• OBJECTIVE: Copy the lines starting at the one that contains "Find every tile patterned" and ending at the one that contains "[425,72,560,111]", substituting "towel bar" for "shower curtain rod" and leaving everything else unchanged.
** START **
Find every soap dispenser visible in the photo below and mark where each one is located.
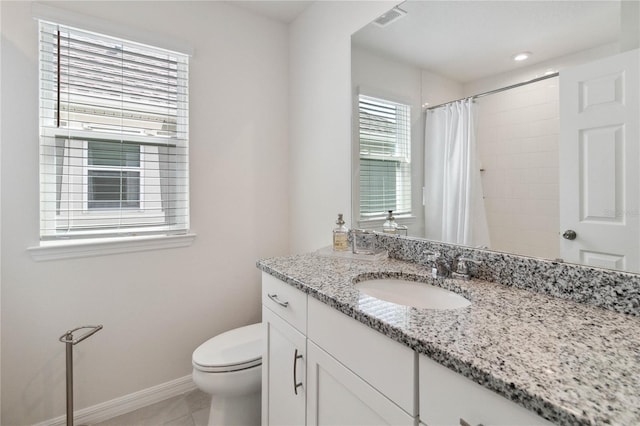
[382,210,398,234]
[333,213,349,251]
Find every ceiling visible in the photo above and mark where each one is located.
[226,0,313,24]
[352,0,620,83]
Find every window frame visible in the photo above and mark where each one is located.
[38,19,190,245]
[352,93,414,228]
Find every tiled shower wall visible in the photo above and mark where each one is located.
[476,77,560,259]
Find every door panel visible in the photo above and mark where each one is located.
[559,50,640,272]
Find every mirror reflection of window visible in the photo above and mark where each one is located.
[358,95,411,220]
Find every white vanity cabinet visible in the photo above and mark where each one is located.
[262,274,417,426]
[307,297,417,426]
[418,355,552,426]
[262,274,307,426]
[262,273,551,426]
[307,340,415,426]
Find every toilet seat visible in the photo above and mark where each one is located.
[192,323,263,373]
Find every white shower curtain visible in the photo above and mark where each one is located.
[425,99,490,247]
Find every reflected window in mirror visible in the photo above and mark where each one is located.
[355,94,411,225]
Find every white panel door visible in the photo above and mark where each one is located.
[307,341,415,426]
[262,305,306,426]
[559,50,640,272]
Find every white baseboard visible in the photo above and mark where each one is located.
[34,375,196,426]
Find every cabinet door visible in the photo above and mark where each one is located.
[307,341,414,426]
[262,305,306,426]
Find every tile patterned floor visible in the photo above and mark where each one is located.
[93,389,211,426]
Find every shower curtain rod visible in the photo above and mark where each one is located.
[425,72,560,111]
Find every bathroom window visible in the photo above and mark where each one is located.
[40,21,189,240]
[358,95,411,220]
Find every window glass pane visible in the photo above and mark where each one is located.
[360,159,398,215]
[88,170,140,209]
[39,21,189,240]
[359,95,411,218]
[89,141,140,167]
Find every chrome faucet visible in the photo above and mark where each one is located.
[351,228,375,254]
[451,257,482,280]
[422,250,451,278]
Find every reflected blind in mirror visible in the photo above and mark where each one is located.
[40,21,189,240]
[358,95,411,219]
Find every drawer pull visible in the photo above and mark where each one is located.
[293,349,302,395]
[460,418,482,426]
[267,293,289,308]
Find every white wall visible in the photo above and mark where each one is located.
[351,46,424,236]
[289,1,398,252]
[476,77,560,259]
[351,46,462,237]
[0,1,288,425]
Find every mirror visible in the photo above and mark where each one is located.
[351,0,640,272]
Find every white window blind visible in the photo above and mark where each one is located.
[40,21,189,240]
[359,95,411,219]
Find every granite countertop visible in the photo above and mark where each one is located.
[258,254,640,425]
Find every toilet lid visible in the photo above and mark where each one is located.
[192,323,263,372]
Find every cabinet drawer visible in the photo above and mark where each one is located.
[418,355,552,426]
[262,272,307,334]
[307,297,417,416]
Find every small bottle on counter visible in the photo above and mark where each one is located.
[382,210,398,234]
[333,213,349,251]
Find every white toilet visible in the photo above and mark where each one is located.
[192,323,263,426]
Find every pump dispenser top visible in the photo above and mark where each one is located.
[333,213,349,251]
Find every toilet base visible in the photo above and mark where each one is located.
[208,391,261,426]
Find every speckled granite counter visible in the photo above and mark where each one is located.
[258,254,640,425]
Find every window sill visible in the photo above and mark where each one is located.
[27,234,196,262]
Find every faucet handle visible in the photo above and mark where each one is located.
[453,257,482,280]
[422,250,441,262]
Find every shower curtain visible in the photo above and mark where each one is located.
[424,99,490,247]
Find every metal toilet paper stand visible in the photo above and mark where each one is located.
[59,325,102,426]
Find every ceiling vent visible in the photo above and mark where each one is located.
[373,6,407,28]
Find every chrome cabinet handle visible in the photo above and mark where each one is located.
[460,418,482,426]
[293,349,302,395]
[267,293,289,308]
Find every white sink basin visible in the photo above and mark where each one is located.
[355,278,471,309]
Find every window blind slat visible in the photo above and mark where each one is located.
[359,95,411,219]
[40,22,189,240]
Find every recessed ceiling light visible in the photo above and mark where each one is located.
[513,52,531,62]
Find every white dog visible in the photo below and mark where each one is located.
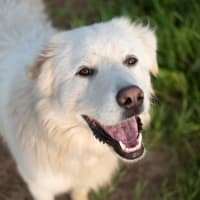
[0,0,157,200]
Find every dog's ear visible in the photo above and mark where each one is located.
[135,24,158,76]
[113,17,158,75]
[26,45,53,80]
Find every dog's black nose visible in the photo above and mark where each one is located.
[116,85,144,110]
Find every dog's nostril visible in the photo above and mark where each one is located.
[116,85,144,109]
[137,95,144,105]
[124,97,132,106]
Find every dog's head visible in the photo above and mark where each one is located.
[28,18,158,160]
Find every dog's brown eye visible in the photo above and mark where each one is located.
[76,66,95,76]
[123,55,138,67]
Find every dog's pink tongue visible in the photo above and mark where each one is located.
[104,117,138,148]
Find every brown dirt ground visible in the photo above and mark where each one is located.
[0,140,172,200]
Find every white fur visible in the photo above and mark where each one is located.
[0,0,157,200]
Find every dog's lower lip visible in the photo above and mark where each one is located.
[82,115,144,160]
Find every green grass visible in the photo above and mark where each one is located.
[45,0,200,200]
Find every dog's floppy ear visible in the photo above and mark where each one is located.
[26,45,53,80]
[135,24,158,76]
[113,17,158,75]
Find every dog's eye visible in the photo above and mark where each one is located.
[76,66,95,76]
[123,55,138,67]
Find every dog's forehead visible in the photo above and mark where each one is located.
[54,21,141,58]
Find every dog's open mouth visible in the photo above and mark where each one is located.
[83,115,144,160]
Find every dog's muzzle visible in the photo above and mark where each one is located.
[83,115,144,160]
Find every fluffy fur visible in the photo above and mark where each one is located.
[0,0,157,200]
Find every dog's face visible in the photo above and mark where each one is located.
[29,18,157,160]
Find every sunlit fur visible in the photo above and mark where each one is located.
[0,0,158,200]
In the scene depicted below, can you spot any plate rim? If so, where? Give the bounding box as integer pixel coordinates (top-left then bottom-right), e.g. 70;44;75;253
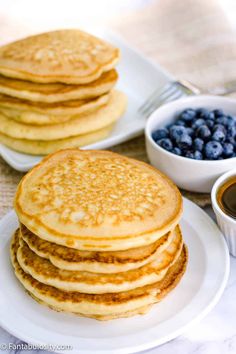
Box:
0;198;230;354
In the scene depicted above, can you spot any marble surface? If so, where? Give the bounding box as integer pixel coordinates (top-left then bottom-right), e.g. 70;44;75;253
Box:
0;207;236;354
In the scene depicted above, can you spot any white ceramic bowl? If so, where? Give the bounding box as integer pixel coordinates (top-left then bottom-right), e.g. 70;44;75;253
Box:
211;168;236;257
145;95;236;193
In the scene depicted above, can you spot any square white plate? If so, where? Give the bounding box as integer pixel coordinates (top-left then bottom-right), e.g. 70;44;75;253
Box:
0;31;173;171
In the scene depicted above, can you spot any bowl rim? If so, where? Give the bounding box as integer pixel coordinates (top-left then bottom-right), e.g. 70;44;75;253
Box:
145;95;236;165
211;168;236;225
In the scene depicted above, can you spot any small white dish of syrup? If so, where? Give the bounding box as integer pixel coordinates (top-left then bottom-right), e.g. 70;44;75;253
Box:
211;168;236;257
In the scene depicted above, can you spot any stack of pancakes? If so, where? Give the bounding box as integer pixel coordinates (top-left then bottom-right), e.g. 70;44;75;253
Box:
0;30;126;155
11;149;187;320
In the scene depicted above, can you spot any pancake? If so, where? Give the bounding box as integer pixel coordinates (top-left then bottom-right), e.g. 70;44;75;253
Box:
11;233;187;320
15;149;182;251
0;69;118;103
20;224;174;273
17;229;183;294
0;91;127;141
0;94;110;125
0;29;120;84
0;124;114;155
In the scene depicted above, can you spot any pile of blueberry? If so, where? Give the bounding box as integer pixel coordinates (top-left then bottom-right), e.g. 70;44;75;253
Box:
152;108;236;160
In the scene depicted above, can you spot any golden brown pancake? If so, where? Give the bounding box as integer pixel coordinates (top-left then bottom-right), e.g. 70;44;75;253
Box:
17;225;183;294
0;69;118;102
11;233;187;320
20;224;174;273
15;149;182;251
0;94;110;126
0;124;114;155
0;29;120;84
0;90;127;141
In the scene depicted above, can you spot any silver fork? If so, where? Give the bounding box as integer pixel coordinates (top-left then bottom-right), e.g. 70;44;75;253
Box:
138;80;201;117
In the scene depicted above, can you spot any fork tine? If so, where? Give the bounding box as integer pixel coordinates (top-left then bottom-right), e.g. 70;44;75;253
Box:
140;85;179;114
138;82;173;112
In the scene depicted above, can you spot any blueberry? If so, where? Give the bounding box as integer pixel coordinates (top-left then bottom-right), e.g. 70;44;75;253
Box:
170;125;186;141
213;109;224;118
216;116;228;127
196;125;211;140
175;119;186;127
212;129;226;143
192;118;205;129
206;119;214;129
197;108;209;118
228;116;236;127
172;147;182;156
193;138;204;151
225;136;236;147
157;138;173;151
207;111;215;120
186;128;194;137
227;126;236;139
179;108;196;123
185;151;194;159
204;140;223;160
176;134;192;150
152;128;169;141
212;124;226;134
223;143;234;157
193;150;203;160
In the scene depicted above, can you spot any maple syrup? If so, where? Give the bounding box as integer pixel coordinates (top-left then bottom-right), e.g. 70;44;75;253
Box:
216;176;236;219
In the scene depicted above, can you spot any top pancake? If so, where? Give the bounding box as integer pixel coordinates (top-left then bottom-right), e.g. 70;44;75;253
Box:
0;29;119;84
15;149;182;251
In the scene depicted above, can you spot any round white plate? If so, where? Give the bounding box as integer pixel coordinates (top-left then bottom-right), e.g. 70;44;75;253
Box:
0;199;229;354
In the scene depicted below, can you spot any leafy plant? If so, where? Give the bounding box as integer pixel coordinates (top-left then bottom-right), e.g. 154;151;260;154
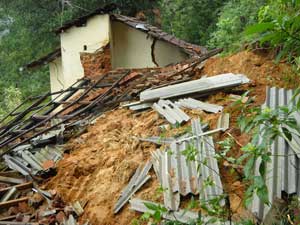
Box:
208;0;266;52
246;0;300;61
159;0;226;45
234;91;300;206
141;202;168;224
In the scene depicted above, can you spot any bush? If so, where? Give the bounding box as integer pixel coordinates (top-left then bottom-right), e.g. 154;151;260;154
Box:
159;0;226;45
209;0;266;51
247;0;300;63
0;86;22;119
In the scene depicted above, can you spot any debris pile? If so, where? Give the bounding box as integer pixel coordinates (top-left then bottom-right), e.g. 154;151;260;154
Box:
0;48;300;224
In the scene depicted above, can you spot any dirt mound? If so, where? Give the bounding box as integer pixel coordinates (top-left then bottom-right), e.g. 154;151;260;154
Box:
46;109;164;224
45;51;299;225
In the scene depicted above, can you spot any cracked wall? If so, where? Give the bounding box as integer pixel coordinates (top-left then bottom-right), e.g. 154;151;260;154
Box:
111;21;188;68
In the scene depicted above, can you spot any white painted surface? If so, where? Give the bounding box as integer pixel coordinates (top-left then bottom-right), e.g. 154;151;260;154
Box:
49;57;65;99
111;21;188;68
60;15;110;88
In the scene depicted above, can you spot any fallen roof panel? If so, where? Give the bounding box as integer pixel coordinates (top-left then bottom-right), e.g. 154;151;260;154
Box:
251;87;300;220
114;161;152;213
130;198;233;225
140;73;250;101
175;98;223;113
153;100;190;124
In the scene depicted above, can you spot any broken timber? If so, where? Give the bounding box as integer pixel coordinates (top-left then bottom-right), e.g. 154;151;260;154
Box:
114;161;152;213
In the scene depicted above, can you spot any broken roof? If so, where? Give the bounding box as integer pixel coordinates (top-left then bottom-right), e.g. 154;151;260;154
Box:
111;14;207;56
25;4;207;69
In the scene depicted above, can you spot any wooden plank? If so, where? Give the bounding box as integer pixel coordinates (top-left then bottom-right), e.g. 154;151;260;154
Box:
0;197;29;209
0;176;24;184
0;182;32;194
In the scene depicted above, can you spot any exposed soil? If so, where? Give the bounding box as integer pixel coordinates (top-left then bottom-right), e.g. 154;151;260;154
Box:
45;51;299;225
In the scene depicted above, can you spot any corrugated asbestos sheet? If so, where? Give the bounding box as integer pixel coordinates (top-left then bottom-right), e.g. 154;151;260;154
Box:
140;73;250;101
114;161;152;213
153;100;190;124
152;119;225;211
130;198;233;225
175;98;223;113
139;137;176;145
251;87;300;220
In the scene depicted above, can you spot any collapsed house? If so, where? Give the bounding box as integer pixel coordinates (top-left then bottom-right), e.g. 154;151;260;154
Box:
0;3;300;224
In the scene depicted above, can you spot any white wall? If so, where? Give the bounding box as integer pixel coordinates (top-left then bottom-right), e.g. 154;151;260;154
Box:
49;57;65;99
60;15;110;88
110;21;187;68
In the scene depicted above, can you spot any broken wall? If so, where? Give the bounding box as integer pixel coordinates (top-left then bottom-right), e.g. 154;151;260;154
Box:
49;57;65;99
60;15;110;88
111;21;188;68
80;45;112;77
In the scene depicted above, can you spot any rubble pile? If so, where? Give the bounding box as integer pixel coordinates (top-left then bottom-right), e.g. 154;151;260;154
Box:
0;50;299;224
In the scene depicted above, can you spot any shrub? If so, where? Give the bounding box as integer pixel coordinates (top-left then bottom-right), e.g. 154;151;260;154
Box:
209;0;265;51
246;0;300;62
159;0;226;45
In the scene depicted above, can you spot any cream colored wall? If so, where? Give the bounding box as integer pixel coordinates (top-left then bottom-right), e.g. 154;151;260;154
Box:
154;41;188;66
49;57;65;99
60;15;110;88
110;21;187;68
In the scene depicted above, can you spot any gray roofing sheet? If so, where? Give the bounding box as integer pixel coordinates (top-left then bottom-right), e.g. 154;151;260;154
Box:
140;73;250;101
175;98;223;113
153;100;190;124
251;87;300;219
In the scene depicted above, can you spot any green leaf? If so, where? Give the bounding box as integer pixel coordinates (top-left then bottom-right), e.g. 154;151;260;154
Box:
144;202;158;211
153;211;161;221
244;156;255;178
245;22;275;35
282;127;292;141
256;185;270;204
259;161;266;177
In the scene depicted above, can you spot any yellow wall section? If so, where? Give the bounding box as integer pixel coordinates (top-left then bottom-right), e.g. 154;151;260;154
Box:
49;57;65;99
111;21;187;68
60;15;110;88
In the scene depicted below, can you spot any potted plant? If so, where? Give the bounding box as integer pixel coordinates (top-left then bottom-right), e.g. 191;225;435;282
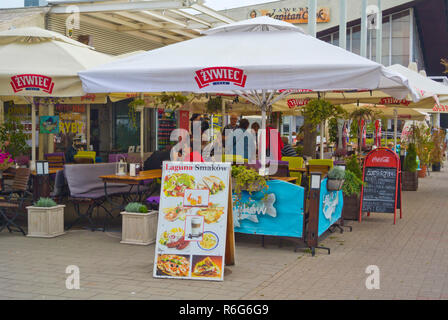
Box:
232;166;268;202
120;202;158;245
430;129;445;171
342;169;363;220
412;125;434;178
327;167;345;191
26;198;65;238
401;142;418;191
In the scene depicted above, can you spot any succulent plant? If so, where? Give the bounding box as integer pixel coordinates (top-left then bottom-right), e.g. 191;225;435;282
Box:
124;202;148;213
34;198;58;208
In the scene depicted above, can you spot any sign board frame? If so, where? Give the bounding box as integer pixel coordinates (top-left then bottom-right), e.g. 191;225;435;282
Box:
359;148;403;224
153;161;235;281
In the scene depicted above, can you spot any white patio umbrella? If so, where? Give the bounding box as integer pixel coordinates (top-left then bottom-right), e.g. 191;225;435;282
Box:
0;27;113;163
79;17;419;171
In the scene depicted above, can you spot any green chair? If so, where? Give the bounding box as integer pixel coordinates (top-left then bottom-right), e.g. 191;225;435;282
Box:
282;157;304;186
** END **
• TASK SOLUTION:
Find every tile patterned floor visible in the photo above and mark where each one is located.
[93,389,211,426]
Find every towel bar visible in the photo above and mark where each one is located.
[425,72,560,111]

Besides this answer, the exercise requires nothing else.